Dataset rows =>
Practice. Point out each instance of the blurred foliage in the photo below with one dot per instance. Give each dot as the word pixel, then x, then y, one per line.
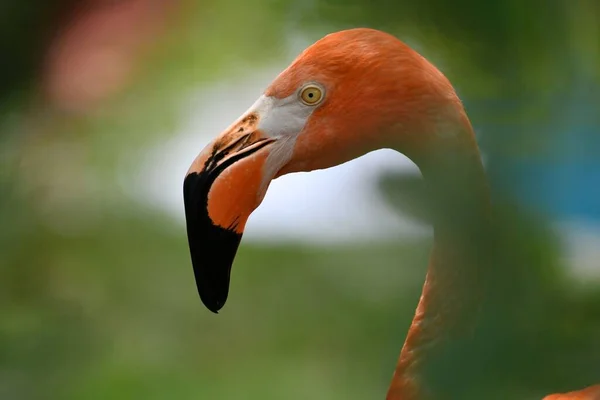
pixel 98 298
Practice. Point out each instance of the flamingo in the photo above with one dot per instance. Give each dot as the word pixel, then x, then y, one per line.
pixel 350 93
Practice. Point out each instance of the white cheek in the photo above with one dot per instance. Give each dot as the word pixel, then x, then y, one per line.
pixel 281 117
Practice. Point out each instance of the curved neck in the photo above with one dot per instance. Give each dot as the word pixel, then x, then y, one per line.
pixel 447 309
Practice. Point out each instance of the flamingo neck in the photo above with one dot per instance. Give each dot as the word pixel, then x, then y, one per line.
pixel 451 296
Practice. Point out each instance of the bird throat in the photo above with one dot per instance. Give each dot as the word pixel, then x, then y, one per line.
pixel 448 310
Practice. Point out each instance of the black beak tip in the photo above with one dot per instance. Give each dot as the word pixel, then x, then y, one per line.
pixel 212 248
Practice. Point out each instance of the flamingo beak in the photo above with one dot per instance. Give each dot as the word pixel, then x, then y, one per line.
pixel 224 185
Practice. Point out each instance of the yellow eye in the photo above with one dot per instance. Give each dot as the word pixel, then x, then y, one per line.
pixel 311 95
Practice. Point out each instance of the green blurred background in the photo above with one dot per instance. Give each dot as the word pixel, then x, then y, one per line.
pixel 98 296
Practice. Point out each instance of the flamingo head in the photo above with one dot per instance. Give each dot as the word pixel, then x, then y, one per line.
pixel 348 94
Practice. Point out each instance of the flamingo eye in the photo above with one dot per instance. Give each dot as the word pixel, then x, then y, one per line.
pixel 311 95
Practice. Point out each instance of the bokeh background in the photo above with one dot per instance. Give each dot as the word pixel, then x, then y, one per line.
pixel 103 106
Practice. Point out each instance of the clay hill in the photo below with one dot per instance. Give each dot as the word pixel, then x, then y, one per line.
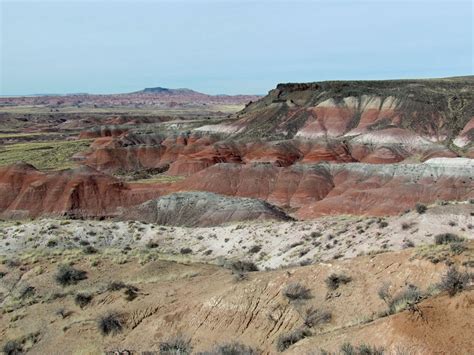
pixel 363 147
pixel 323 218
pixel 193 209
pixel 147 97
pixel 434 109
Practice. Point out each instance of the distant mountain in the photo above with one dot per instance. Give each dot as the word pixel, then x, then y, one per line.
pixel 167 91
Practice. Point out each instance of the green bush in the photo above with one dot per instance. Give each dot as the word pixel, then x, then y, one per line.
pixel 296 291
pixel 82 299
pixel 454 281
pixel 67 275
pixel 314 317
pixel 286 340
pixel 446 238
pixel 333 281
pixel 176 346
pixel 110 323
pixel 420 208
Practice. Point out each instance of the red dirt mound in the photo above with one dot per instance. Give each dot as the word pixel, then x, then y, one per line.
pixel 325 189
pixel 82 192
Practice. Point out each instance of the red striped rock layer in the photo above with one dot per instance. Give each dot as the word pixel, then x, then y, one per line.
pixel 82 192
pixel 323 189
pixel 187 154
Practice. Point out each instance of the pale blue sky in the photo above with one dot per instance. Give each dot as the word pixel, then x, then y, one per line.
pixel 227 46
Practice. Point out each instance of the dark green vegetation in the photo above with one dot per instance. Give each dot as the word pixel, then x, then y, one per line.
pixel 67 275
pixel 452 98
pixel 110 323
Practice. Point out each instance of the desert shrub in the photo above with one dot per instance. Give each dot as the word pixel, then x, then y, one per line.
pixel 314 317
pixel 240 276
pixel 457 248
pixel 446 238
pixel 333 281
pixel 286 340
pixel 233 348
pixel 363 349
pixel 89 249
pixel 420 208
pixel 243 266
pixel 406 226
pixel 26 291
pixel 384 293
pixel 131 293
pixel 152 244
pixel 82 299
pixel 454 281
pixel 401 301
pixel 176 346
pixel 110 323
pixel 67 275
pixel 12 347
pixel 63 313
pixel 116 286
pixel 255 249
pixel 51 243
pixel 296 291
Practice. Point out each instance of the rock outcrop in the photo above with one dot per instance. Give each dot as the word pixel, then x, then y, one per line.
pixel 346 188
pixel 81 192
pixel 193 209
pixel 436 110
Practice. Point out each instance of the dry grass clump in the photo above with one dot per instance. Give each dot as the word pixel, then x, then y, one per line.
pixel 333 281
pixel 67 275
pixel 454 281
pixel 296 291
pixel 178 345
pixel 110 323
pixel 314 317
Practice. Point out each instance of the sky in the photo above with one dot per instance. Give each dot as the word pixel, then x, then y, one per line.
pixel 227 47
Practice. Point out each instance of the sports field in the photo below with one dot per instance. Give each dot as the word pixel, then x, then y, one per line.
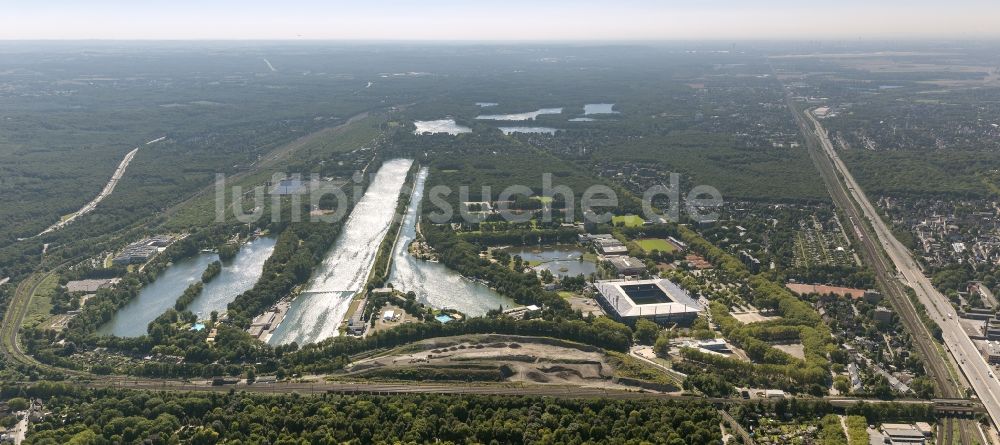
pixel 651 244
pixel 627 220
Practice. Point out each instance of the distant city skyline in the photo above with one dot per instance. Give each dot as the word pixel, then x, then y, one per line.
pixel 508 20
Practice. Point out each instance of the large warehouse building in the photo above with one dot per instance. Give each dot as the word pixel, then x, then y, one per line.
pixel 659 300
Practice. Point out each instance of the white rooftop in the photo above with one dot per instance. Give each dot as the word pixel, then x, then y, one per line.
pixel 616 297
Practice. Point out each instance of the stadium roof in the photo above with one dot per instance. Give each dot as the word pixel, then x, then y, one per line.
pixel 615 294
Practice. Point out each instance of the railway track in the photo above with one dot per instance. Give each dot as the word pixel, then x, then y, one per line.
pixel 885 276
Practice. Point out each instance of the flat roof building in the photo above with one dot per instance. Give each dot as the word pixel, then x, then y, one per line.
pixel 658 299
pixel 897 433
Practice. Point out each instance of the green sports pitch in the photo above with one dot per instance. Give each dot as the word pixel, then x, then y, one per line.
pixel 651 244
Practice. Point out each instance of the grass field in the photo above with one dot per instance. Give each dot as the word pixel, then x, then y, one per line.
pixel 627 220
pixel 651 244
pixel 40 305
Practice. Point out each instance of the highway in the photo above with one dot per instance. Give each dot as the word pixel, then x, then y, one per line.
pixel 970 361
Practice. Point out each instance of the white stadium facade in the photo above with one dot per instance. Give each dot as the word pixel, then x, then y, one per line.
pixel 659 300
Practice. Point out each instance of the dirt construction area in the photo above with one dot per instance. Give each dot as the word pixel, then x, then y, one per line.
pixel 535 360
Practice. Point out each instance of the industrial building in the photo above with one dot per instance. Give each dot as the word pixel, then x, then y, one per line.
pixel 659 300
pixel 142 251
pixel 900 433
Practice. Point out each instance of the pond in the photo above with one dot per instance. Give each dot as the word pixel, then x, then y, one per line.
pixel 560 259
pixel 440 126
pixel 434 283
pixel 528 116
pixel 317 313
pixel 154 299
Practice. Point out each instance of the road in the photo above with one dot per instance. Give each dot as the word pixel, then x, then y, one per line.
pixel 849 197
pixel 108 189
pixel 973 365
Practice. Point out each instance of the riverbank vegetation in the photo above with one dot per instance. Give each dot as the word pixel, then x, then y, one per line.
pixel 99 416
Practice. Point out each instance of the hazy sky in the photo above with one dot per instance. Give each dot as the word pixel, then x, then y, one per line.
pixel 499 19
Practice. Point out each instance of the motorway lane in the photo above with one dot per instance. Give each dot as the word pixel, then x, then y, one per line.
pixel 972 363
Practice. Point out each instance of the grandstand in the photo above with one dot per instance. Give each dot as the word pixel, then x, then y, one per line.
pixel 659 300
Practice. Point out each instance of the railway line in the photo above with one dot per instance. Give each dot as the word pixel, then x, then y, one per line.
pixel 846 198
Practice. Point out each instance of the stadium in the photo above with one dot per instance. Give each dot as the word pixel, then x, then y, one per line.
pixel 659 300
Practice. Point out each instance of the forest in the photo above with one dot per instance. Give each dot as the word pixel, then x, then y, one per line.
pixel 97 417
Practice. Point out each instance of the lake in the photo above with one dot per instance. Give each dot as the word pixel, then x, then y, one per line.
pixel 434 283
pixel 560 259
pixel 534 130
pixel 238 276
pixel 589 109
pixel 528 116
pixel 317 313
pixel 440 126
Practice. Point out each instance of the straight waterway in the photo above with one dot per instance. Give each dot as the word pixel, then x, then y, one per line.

TASK TO CARRY OUT => Express the stretch of rows from the start through the line containing "pixel 447 309" as a two-column CSV with the columns request and answer, one line per request, putting its text and its answer each in its own quoted field with line breaks turned into spaces. Leave the pictures out.

EXPECTED ANSWER =>
request,answer
"Practice. Point out each instance of the blurred foliage in the photo below with one dot per instance. Give each dot as the word pixel, then x, then y, one per line.","pixel 98 298"
"Practice. Point out each instance of the flamingo in the photo above with one dot per instance. Give each dot as the word pixel, then x, then y, one per line.","pixel 350 93"
"Practice. Point out each instance of the white cheek in the photo above with one dot per instance. Give each dot as the word pixel, then x, then y, one per line.","pixel 281 117"
"Practice. Point out each instance of the curved neck in the photo above with one dot per instance. Give each dot as the word pixel, then x, then y, one per line.","pixel 447 309"